Goal of the exercise: Pick out the lines below that include the string "before".

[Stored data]
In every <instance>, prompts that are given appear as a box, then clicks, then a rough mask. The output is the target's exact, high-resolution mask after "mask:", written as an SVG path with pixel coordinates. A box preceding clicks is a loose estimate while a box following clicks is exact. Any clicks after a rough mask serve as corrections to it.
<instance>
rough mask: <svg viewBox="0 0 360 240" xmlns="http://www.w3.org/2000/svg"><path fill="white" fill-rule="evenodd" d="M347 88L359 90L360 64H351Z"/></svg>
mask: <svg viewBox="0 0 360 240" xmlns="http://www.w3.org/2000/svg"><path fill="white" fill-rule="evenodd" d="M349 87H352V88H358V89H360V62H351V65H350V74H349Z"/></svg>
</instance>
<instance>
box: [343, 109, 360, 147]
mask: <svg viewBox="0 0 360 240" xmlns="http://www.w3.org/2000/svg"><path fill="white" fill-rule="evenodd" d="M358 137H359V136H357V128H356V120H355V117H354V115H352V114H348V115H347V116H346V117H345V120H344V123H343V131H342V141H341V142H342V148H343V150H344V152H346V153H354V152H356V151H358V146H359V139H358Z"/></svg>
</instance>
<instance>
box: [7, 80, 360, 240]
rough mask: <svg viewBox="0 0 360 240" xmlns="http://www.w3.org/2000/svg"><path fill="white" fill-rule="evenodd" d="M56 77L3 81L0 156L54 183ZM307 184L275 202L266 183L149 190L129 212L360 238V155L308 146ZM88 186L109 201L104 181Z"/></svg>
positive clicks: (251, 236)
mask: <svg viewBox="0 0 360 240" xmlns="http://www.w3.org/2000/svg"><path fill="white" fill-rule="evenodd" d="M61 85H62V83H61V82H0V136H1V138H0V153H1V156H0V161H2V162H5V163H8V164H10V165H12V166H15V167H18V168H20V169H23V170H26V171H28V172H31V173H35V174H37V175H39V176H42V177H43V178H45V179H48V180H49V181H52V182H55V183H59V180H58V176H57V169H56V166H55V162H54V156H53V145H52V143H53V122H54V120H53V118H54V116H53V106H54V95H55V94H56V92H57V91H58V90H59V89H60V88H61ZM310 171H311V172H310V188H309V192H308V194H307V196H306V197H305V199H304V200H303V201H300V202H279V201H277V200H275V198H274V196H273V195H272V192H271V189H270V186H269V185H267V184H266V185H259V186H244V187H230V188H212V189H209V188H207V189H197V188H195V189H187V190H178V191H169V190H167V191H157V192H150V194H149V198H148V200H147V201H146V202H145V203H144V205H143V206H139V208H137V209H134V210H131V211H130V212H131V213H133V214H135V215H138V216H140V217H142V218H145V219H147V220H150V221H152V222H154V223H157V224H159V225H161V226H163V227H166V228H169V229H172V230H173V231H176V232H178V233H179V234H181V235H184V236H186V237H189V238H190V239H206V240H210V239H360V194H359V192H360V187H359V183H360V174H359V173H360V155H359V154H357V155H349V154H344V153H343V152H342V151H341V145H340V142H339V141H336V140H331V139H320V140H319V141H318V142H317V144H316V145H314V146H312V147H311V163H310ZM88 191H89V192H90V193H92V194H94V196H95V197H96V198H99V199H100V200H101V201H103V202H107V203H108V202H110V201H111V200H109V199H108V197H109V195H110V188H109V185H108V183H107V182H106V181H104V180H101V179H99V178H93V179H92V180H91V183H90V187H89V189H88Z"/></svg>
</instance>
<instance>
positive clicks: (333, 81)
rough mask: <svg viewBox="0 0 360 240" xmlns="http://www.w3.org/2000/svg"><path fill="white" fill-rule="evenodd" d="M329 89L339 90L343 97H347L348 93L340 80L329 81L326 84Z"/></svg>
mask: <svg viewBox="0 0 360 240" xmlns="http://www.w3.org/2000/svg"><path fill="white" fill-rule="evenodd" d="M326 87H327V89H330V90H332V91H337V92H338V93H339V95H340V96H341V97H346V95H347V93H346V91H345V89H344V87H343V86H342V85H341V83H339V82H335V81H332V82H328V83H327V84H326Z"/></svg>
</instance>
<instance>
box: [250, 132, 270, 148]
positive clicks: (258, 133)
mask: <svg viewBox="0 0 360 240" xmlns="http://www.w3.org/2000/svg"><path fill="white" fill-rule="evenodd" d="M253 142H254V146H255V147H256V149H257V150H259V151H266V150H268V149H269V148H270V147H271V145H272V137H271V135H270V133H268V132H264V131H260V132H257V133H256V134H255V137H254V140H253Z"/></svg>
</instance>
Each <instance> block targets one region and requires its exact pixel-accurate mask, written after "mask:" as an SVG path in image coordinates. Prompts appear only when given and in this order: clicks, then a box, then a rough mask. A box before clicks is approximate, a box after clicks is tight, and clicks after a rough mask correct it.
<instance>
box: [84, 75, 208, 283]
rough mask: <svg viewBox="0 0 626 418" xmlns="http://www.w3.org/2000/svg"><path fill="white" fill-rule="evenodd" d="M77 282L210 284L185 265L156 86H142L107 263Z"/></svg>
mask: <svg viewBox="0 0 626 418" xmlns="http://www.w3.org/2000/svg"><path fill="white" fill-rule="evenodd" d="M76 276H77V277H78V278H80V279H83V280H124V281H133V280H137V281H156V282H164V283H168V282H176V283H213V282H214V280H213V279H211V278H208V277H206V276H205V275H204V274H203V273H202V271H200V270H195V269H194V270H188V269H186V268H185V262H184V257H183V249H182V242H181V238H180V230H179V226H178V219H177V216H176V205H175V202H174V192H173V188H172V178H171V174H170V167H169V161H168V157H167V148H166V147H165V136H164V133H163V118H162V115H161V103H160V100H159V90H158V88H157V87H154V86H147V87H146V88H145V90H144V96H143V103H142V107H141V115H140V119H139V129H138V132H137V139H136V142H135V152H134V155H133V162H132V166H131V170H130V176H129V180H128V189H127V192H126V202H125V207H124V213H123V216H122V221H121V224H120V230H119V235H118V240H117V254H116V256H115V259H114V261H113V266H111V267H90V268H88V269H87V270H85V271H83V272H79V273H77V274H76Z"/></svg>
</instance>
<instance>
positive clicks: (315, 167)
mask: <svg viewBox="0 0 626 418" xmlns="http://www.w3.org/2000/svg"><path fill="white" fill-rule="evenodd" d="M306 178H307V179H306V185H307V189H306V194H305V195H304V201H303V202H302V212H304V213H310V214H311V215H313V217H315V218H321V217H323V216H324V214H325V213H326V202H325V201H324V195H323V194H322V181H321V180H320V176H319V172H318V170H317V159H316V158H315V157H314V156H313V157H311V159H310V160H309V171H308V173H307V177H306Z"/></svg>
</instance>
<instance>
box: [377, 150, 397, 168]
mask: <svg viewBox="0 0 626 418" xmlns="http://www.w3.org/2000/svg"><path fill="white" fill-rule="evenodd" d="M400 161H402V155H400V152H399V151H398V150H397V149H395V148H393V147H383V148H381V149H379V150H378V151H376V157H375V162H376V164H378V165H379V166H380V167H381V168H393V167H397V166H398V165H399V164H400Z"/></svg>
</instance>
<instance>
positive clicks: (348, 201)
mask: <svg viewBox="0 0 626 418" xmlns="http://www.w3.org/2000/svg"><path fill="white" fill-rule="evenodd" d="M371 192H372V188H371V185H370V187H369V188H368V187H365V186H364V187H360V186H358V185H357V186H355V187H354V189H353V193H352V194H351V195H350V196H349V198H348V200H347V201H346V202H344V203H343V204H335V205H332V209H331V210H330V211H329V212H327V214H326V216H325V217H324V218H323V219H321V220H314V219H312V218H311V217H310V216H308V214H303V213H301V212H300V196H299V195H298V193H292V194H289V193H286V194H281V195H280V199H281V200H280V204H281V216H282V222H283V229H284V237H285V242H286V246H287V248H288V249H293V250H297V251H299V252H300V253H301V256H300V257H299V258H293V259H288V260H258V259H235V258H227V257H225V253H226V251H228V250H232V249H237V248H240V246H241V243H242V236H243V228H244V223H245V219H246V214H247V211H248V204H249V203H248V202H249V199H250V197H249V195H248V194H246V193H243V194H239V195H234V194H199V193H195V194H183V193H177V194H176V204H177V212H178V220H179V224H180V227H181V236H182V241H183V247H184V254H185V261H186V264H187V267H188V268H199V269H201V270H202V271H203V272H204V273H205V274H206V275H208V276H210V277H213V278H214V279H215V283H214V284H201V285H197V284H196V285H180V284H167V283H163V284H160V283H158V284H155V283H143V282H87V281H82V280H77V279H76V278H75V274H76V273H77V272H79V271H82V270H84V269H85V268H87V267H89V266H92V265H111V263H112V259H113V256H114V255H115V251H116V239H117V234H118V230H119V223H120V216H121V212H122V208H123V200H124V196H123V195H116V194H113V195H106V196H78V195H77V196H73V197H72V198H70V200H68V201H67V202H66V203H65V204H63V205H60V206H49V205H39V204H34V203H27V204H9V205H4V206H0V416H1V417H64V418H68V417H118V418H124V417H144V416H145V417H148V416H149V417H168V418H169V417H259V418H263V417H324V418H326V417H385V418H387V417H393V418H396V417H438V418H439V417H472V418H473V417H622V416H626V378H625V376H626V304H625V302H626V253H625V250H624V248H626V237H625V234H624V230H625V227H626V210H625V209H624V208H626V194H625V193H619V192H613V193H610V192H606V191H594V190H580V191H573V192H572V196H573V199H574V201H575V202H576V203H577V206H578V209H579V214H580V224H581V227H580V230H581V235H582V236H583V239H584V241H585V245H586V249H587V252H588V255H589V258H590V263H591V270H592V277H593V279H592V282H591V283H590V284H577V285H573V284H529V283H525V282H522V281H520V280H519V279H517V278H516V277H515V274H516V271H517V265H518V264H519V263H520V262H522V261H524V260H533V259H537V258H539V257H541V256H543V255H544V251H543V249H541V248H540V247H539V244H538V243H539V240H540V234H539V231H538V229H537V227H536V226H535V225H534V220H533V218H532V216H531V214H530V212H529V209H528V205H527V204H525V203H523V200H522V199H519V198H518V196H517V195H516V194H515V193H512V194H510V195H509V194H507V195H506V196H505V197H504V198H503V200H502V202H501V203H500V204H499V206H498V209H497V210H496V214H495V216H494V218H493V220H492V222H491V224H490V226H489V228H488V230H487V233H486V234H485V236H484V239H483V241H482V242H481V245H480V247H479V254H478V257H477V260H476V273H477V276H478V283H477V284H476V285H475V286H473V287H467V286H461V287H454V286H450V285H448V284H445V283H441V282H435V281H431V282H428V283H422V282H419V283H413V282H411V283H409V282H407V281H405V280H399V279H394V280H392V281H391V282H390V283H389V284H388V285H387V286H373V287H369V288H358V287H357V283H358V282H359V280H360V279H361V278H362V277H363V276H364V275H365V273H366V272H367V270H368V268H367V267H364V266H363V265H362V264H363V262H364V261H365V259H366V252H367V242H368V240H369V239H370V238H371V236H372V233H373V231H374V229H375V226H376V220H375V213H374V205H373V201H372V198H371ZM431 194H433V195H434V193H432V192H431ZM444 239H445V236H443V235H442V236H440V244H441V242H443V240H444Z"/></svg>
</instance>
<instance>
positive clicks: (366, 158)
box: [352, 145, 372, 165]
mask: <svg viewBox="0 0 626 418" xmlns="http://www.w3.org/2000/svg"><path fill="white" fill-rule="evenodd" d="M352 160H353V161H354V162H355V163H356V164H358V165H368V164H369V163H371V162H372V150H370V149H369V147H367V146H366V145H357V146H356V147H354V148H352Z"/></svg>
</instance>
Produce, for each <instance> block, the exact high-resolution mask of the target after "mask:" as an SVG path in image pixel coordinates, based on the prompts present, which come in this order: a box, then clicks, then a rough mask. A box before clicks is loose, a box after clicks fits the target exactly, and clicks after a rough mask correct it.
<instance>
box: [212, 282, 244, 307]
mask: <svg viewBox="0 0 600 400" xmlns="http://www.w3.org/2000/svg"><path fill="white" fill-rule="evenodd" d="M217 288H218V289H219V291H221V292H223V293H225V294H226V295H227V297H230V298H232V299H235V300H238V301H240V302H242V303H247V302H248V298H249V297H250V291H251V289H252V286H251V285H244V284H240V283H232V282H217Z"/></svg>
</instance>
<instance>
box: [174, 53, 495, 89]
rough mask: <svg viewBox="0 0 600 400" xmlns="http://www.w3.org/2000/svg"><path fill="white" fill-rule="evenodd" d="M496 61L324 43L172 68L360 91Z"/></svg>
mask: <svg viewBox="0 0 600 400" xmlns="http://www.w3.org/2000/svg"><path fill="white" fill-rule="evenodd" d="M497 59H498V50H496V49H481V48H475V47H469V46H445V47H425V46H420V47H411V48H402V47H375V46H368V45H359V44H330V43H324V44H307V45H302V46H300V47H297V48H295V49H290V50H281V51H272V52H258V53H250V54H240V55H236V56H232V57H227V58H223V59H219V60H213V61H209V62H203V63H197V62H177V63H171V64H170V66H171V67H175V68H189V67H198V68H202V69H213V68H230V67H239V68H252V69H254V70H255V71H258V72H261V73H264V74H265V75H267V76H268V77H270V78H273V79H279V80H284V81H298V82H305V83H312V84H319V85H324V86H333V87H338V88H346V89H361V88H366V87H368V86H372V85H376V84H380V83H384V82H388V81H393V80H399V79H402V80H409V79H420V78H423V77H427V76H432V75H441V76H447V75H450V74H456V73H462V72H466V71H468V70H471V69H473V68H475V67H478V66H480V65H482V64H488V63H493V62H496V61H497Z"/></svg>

Response for this exercise:
Each <instance> block targets one region and requires its exact pixel-accurate mask, written after "mask:" as an SVG path in image coordinates. Prompts appear only when given and in this order: clicks, then a box, then a rough mask. A box before clicks is approximate, a box after clicks is tight, and clicks after a rough mask correct it.
Produce, for each <instance> block, the exact high-resolution mask of the target after "mask:" as an SVG path in image pixel coordinates, based on the prompts present, which come in this order: a box, then clicks, then a rough mask. A box before clicks is loose, a box after clicks fits the target exactly, and clicks after a rough mask correct it.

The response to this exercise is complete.